■ TASK OBJECTIVE
Continue the article on Larry DuPraz below, picking up after its final sentence.

■ TEXT
☆ ☆ ☆ ☆ ☆ ☆ ☆

= Larry DuPraz =

Larry DuPraz (1919–2006) was the long-time production supervisor of The Daily Princetonian and Princeton University's unofficial "professor of journalism." From 1946 until 1987, DuPraz oversaw production of Princeton's independent student daily newspaper. DuPraz supervised publishing using technology ranging from hot lead type to modern desktop publishing. In this position, DuPraz ran what many alumni and journalists refer to as the "Larry DuPraz School of Journalism," an unofficial academy through which he educated and influenced some of the most important names in American journalism, including:

- Joel Achenbach 1982, writer for The Washington Post and author of the Post's Achenblog.
- Peter D. Bunzel 1949, op-ed page editor, Los Angeles Times.
- Robert Caro 1957, Pulitzer Prize-winning non-fiction writer.
- Frank Deford 1961, writer for Sports Illustrated and broadcaster on U.S. radio and television.
- Barton Gellman 1982, editor at The Washington Post and Pulitzer Prize-winner.
- Donald Kirk 1959, national correspondent, Chicago Tribune.
- Don Oberdorfer 1952, former writer for the Washington Post. Now a professor at Johns Hopkins University.
- James Ridgeway 1959, editor and writer, New Republic and Village Voice.
- Mark Stevens 1973, film critic for New York Magazine and co-author of De Kooning: An American Master.

☆ ☆ ☆ ☆ ☆ ☆ ☆

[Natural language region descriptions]

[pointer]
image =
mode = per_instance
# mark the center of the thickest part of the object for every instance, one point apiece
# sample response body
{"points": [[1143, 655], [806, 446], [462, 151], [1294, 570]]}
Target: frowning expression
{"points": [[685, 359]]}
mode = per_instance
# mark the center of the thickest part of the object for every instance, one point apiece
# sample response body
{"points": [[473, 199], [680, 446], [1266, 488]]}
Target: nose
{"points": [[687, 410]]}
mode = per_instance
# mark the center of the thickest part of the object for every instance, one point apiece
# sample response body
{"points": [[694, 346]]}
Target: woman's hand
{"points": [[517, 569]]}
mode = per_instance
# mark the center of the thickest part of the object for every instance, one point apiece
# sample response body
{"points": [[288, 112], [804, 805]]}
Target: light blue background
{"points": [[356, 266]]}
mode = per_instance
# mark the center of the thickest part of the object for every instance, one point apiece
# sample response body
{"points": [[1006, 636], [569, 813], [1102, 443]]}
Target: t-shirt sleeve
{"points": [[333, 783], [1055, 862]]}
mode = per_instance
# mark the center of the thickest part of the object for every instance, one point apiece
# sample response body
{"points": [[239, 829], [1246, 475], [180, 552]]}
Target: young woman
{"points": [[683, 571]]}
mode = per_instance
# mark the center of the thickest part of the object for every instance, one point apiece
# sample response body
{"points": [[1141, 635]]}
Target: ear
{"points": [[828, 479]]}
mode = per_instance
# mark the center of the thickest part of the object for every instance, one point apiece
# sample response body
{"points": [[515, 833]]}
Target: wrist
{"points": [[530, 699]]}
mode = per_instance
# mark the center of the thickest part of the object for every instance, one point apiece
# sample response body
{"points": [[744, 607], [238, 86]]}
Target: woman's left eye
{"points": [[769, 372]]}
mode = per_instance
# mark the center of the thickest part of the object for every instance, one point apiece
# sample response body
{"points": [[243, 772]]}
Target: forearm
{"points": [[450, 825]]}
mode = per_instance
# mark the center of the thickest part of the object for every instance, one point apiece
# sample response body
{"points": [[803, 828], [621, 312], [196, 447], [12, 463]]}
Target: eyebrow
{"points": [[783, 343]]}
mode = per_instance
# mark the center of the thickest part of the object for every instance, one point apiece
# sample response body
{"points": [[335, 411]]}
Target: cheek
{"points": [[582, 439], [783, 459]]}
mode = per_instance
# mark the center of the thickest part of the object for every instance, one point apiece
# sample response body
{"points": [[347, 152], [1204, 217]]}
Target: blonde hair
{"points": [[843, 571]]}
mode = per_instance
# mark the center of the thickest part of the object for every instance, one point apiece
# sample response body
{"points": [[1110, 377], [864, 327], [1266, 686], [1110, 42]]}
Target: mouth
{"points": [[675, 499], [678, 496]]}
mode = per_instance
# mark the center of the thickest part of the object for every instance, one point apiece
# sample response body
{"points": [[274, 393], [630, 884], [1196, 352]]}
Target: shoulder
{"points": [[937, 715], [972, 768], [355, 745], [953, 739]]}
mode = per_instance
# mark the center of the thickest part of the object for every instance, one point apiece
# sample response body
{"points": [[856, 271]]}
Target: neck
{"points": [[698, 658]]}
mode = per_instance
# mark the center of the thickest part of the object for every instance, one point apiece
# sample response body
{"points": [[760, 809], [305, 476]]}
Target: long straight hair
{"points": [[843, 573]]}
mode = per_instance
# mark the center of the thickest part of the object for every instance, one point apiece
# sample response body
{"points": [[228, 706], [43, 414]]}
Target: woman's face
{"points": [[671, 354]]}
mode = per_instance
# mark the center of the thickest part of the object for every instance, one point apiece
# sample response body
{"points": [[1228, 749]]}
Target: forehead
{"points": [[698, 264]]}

☆ ☆ ☆ ☆ ☆ ☆ ☆

■ TASK RESULT
- Annalyn Swan 1973, co-author of 2005 Pulitzer Prize-winning De Kooning: An American Master.
- Christine Whelan 1999, author of Why Smart Men Marry Smart Women

Upon retiring in 1987, DuPraz was recognized by President Ronald Reagan for his lifelong contribution to American education and journalism. After his retirement, DuPraz remained a trusted adviser and loyal friend to the newspaper, some would say a curmudgeon, making regular appearances in the newsroom at least through 2004. A lifelong Princeton resident and diehard Princeton basketball fan, DuPraz was also a committed volunteer fireman and World War II veteran. He married Nora Enright (1919-2008), also of Princeton, in 1947. They had one daughter, Claudia (1950-2009), and four grandsons. In December 2006, DuPraz died of heart disease at the age of 87. Several Daily Princetonian alumni share their memories of DuPraz's life on the newspaper's blog.